▸ **ZIEL DER AUFGABE**:
Gib die Auflistung von der Zeile mit „Locate the man in“ bis einschließlich der Zeile mit „xmin=15 ymin=13 xmax=281 ymax=216“ erneut wieder, samt Aufforderung, und multipliziere dabei jede Koordinate in den Antworten mit 2,55. Runde auf ganze Zahlen, halbe nach oben, und lass die Zahlen in der Aufforderung und im Formatbeispiel unverändert.

▸ **DATEN ZUR AUFGABE**:
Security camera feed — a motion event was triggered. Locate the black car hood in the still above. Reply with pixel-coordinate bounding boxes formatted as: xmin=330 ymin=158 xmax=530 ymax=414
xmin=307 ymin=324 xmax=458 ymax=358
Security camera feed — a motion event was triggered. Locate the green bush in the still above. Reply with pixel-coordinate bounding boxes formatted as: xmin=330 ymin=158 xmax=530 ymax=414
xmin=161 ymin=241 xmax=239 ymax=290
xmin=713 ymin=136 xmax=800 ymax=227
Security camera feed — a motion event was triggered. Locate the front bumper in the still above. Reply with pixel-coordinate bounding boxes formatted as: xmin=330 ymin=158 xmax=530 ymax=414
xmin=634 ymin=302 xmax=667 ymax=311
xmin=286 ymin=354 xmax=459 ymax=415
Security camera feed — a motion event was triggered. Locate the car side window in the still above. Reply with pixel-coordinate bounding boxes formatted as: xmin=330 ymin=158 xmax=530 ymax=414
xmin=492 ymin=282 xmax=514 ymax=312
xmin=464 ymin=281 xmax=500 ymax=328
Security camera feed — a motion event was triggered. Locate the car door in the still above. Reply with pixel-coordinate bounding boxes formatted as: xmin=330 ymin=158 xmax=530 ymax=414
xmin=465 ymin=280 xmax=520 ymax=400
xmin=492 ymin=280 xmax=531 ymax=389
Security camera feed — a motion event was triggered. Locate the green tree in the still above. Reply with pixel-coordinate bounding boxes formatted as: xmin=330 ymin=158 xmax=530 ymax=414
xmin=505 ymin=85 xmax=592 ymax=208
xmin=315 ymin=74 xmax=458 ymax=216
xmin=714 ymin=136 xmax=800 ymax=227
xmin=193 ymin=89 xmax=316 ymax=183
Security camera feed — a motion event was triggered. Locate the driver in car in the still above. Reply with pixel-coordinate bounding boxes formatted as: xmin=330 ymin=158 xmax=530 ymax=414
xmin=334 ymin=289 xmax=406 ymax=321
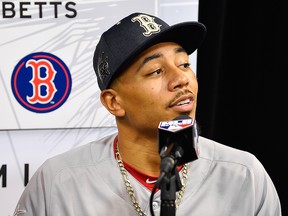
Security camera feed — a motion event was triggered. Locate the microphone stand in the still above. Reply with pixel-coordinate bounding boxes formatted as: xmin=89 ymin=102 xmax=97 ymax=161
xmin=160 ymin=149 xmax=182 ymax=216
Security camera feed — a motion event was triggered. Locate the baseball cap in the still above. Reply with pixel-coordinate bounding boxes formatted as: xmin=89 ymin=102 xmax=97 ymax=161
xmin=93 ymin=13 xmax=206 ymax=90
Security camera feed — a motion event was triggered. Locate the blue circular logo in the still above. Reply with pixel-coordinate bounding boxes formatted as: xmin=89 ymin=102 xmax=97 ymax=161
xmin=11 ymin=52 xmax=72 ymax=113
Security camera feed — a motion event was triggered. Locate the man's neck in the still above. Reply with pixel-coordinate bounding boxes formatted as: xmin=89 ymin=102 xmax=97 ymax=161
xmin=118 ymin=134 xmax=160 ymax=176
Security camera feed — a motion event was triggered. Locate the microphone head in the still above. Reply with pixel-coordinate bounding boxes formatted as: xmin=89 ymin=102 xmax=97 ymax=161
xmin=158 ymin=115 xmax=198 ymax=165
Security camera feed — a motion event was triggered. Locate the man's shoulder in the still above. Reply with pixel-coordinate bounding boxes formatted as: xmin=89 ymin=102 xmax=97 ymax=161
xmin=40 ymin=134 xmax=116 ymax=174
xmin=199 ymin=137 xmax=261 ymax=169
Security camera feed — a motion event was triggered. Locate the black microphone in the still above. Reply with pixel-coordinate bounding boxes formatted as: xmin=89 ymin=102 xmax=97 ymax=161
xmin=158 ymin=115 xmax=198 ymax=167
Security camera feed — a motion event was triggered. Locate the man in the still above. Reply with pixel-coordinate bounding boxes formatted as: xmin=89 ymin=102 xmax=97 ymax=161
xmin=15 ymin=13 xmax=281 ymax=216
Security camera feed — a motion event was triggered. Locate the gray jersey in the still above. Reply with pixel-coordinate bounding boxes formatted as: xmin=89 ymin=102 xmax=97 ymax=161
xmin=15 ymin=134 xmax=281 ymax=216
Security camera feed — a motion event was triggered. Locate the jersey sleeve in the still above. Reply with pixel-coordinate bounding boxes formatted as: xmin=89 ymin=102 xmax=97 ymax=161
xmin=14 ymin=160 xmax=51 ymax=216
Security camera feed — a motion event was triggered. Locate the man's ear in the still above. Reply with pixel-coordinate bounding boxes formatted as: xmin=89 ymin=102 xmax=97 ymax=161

▸ **LÖSUNG DER AUFGABE**:
Security camera feed — a motion event was triggered. Locate the man in the still above. Reply with pixel-coordinate bounding boxes formatted as: xmin=89 ymin=102 xmax=97 ymax=161
xmin=38 ymin=33 xmax=717 ymax=551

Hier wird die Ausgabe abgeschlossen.